■ **Given entries**:
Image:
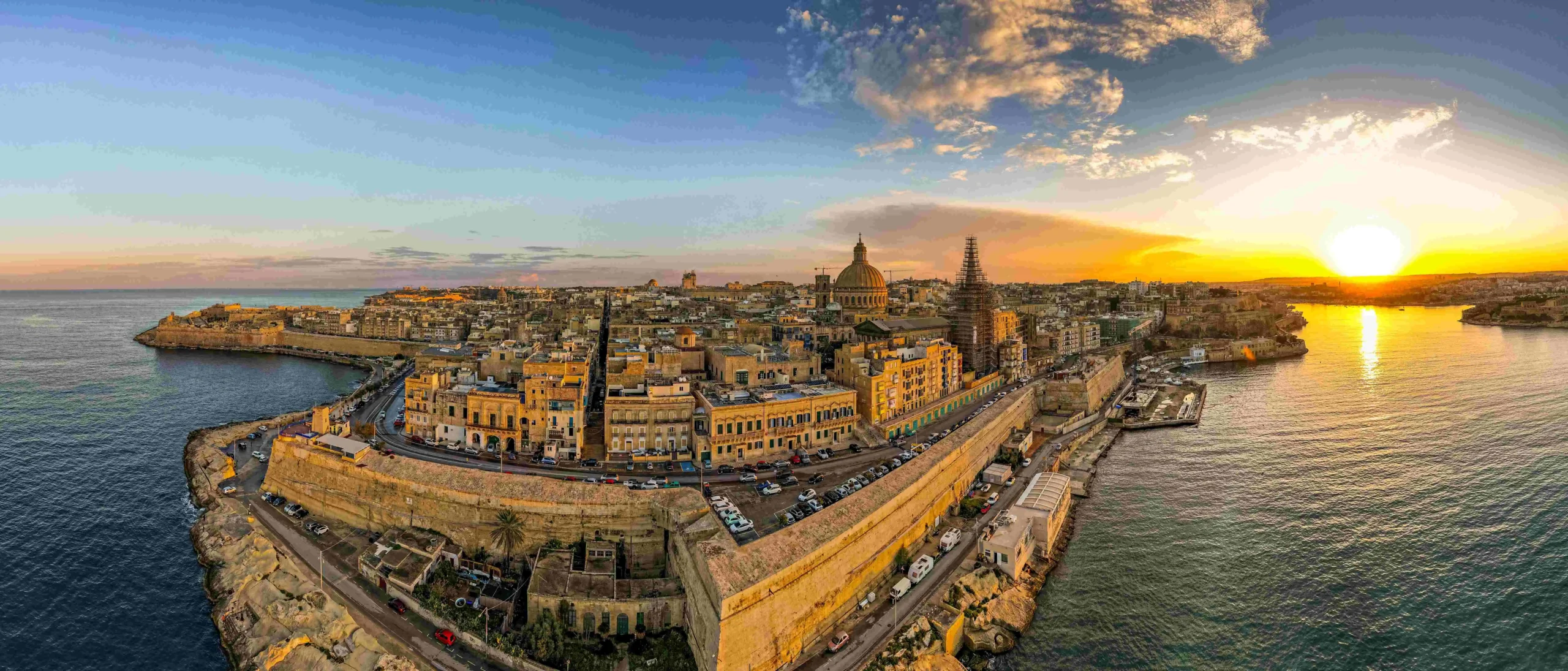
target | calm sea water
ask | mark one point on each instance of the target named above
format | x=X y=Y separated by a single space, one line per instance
x=96 y=565
x=1398 y=499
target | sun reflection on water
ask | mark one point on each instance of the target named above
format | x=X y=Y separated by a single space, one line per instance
x=1368 y=344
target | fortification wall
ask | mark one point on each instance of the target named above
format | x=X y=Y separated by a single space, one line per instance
x=273 y=336
x=209 y=338
x=461 y=504
x=771 y=623
x=352 y=346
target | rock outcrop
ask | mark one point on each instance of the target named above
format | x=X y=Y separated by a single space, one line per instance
x=270 y=613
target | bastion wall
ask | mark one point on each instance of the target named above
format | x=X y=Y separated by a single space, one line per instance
x=747 y=607
x=769 y=623
x=273 y=336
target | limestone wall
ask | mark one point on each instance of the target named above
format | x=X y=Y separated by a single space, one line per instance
x=461 y=504
x=769 y=623
x=352 y=346
x=273 y=336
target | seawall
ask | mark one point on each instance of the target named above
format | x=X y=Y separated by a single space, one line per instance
x=275 y=341
x=265 y=607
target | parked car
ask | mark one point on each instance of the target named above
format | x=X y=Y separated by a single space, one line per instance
x=839 y=642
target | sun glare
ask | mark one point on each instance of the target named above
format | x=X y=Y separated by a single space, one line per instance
x=1366 y=251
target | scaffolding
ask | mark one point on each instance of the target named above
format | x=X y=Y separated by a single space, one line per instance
x=973 y=314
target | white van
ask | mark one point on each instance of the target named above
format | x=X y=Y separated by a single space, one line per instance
x=949 y=540
x=921 y=568
x=900 y=588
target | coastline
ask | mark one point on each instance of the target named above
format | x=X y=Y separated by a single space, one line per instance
x=993 y=610
x=265 y=607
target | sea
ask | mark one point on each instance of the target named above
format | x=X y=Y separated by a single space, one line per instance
x=1396 y=499
x=96 y=562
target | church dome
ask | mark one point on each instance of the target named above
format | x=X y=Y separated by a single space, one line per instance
x=860 y=273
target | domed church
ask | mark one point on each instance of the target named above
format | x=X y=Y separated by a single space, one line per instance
x=858 y=289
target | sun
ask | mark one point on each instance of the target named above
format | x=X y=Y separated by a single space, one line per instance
x=1366 y=251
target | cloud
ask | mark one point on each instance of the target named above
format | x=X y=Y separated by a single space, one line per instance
x=1015 y=245
x=1349 y=132
x=886 y=148
x=943 y=60
x=1085 y=153
x=407 y=253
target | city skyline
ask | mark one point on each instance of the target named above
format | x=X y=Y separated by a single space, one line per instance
x=372 y=146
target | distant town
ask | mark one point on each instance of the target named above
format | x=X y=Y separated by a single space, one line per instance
x=715 y=477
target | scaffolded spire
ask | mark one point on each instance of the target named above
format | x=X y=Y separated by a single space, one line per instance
x=973 y=314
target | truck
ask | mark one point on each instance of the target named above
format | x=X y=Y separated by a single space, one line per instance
x=921 y=568
x=900 y=588
x=949 y=541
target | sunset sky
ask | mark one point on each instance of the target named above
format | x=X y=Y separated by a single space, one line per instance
x=375 y=145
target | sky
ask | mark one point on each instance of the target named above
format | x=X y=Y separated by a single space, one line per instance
x=382 y=145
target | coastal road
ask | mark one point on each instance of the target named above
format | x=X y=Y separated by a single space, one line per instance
x=391 y=400
x=869 y=634
x=369 y=610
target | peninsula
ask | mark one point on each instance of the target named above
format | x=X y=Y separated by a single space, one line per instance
x=565 y=477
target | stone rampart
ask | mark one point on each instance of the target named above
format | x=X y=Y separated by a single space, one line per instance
x=747 y=607
x=463 y=504
x=789 y=588
x=187 y=336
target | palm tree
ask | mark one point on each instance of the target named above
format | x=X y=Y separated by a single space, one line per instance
x=507 y=532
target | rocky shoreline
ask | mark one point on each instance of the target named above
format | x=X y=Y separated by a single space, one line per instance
x=996 y=608
x=269 y=612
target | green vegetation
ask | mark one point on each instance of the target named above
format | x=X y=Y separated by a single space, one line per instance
x=970 y=509
x=507 y=532
x=668 y=651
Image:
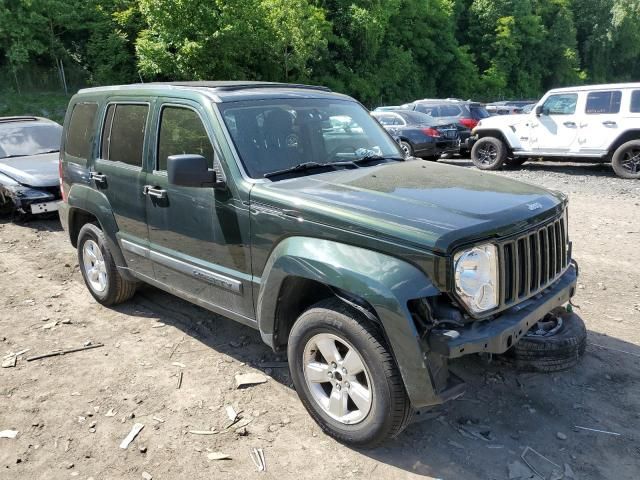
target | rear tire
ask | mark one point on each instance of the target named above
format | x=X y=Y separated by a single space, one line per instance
x=626 y=160
x=99 y=270
x=406 y=148
x=489 y=153
x=386 y=411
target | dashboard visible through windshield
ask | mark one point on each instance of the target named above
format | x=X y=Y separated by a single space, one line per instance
x=280 y=134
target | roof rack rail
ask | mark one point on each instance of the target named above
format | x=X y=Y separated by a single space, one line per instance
x=17 y=119
x=229 y=86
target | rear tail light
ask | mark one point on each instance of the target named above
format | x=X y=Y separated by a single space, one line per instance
x=431 y=132
x=64 y=196
x=468 y=122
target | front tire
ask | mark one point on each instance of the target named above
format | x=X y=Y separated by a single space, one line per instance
x=99 y=270
x=406 y=148
x=489 y=153
x=345 y=375
x=626 y=160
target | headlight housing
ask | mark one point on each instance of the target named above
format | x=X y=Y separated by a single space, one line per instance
x=476 y=277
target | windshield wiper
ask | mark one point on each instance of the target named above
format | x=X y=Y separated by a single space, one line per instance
x=301 y=167
x=374 y=157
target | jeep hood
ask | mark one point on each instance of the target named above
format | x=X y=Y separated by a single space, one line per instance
x=32 y=171
x=427 y=205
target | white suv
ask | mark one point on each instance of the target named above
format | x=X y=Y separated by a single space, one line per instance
x=599 y=122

■ **How to complete this task**:
Transcribe the listing exactly, skipping pictures.

■ **Output below**:
Image:
target | calm sea water
ask | mark one point on each instance of the target named above
format | x=X y=Y separated by a single space, one line per instance
x=96 y=565
x=1398 y=499
target | sun reflection on water
ask | mark one point on each instance of the target named above
format | x=X y=Y separated by a single space, one line per instance
x=1368 y=344
target | fortification wall
ask | mark one point on each instance of the target named above
format | x=X y=Y separated by a single space, one line per instance
x=273 y=336
x=209 y=338
x=461 y=504
x=771 y=623
x=352 y=346
target | rock outcrop
ask | mark one point on each instance of the target named above
format | x=X y=Y separated by a single space, one line per instance
x=270 y=613
target | bastion wall
ask | mark one point on each instance of the target named above
format | x=X y=Y separated by a single space, one line per instance
x=747 y=607
x=769 y=623
x=273 y=336
target | limestone wall
ask | mark one point on each instance of the target named above
format | x=X y=Y separated by a single space, one line per instance
x=461 y=504
x=769 y=623
x=352 y=346
x=273 y=336
target | seawall
ask | mark one point on each instance of the target named above
format | x=X y=Y separated by a single space, one line per instance
x=275 y=341
x=265 y=607
target | parked car
ask | mark one point on each instance of the target named above
format | x=X y=Y separated by a single space, one line per instance
x=839 y=642
target | sun glare
ask | mark one point on each instance of the target named above
format | x=X y=Y separated by a single space, one line per instance
x=1366 y=251
target | scaffolding
ask | mark one point on each instance of the target named above
format | x=X y=Y separated by a single space, one line per instance
x=973 y=314
target | white van
ask | mark one point on each instance of the target named above
format | x=X y=Y separated by a single space, one line per instance
x=949 y=540
x=921 y=568
x=900 y=588
target | coastline
ask | mark one point on each instance of the target named above
format | x=X y=Y separated by a single space, one line per instance
x=993 y=610
x=265 y=607
target | sea
ask | mark one point on each instance of the target named above
format | x=X y=Y separated by a single space, one line per instance
x=1396 y=499
x=96 y=562
target | church dome
ask | mark one point on each instance of the target named above
format | x=X y=Y separated by a single space, one line per instance
x=860 y=273
target | domed church
ask | mark one point on each instance of the target named above
format | x=X y=Y separated by a single space, one line per instance
x=858 y=289
target | sun
ask | mark one point on each instance of the target named above
format | x=X y=Y separated by a single space, one line per instance
x=1366 y=251
target | cloud
ask | mark one point on each instance of the target named above
format | x=X y=Y separated by a single space, one line per instance
x=1015 y=245
x=1349 y=132
x=886 y=148
x=943 y=60
x=1085 y=153
x=407 y=253
target | city skyline
ask | mark one point on each instance of the target named above
format | x=X y=Y separated by a single space, one line per instance
x=372 y=146
target | distant town
ask | mark one point on each instance of the target named above
format | x=X y=Y separated by a single space, one line per instance
x=715 y=477
target | scaffolded spire
ask | mark one point on each instance of the target named above
format | x=X y=Y separated by a single space, one line per instance
x=973 y=314
target | truck
ask | mark one point on each instance of the target named above
format | x=X y=Y separated by a single space, one line per instance
x=921 y=568
x=900 y=588
x=949 y=541
target | sunset sky
ask | mark one point on each instance of the target named above
format | x=X y=Y separated by a single space, one line per instance
x=375 y=145
target | sky
ask | mark one point on each instance of the target named above
format | x=X y=Y separated by a single space, one line per instance
x=382 y=145
target | coastal road
ask | mark one point on each instance of the target named above
format | x=X y=Y separated by a single space, one line per instance
x=391 y=400
x=869 y=634
x=369 y=610
target | peninsula
ask | mark one point on each instance of the target named above
format | x=X y=Y separated by a single space, one line per instance
x=565 y=477
target | stone rampart
ask | mark one point on each instance of the target named above
format | x=X y=Y separated by a single space, one line per instance
x=747 y=607
x=463 y=504
x=789 y=588
x=187 y=336
target | palm tree
ask | mark one point on each instance of the target named above
format | x=X y=Y separated by a single space, one line per instance
x=507 y=532
target | rocky shoreline
ask | mark one point on each instance of the target named above
format | x=X y=Y separated by a single space, one line per instance
x=996 y=608
x=269 y=612
target | green vegetation
ask | mark one point on each instance of the target named above
format | x=X y=Y separated by a single space, one line per instance
x=970 y=509
x=507 y=532
x=668 y=651
Image:
target | rear tire
ask | mark one point on each instance of the target named above
format | x=X y=Y separated by a single space, one line per instance
x=626 y=160
x=99 y=270
x=406 y=148
x=489 y=153
x=386 y=411
target | dashboard visible through windshield
ask | mark one point on each instance of the target named above
format | x=X y=Y separated by a single space, one line per instance
x=280 y=134
target | roof rack rail
ask | mark one point on each instance of the target named above
format | x=X y=Y separated by a single space, one line per instance
x=17 y=119
x=229 y=86
target | rear tail light
ask | mark one point on each instance of the target named above
format | x=X y=Y separated by a single space, one line per instance
x=431 y=132
x=64 y=196
x=468 y=122
target | front tire
ask | mark one point on each instance of the target named above
format | x=X y=Y separated by a single space, one line per instance
x=99 y=270
x=406 y=148
x=489 y=153
x=345 y=375
x=626 y=160
target | headlight housing
ask | mark one point on each instance of the target named above
format | x=X y=Y separated by a single space, one line per instance
x=476 y=277
target | windshield wiper
ask | mark one point on each instance of the target named above
format | x=X y=Y separated by a single space, one line per instance
x=301 y=167
x=374 y=157
target | jeep hood
ask | mark one point on each instance of the target named above
format | x=X y=Y separated by a single space, one line per instance
x=32 y=171
x=427 y=205
target | white suv
ask | mark one point on each instance of the target named above
format | x=X y=Y separated by a single space, one line per instance
x=599 y=122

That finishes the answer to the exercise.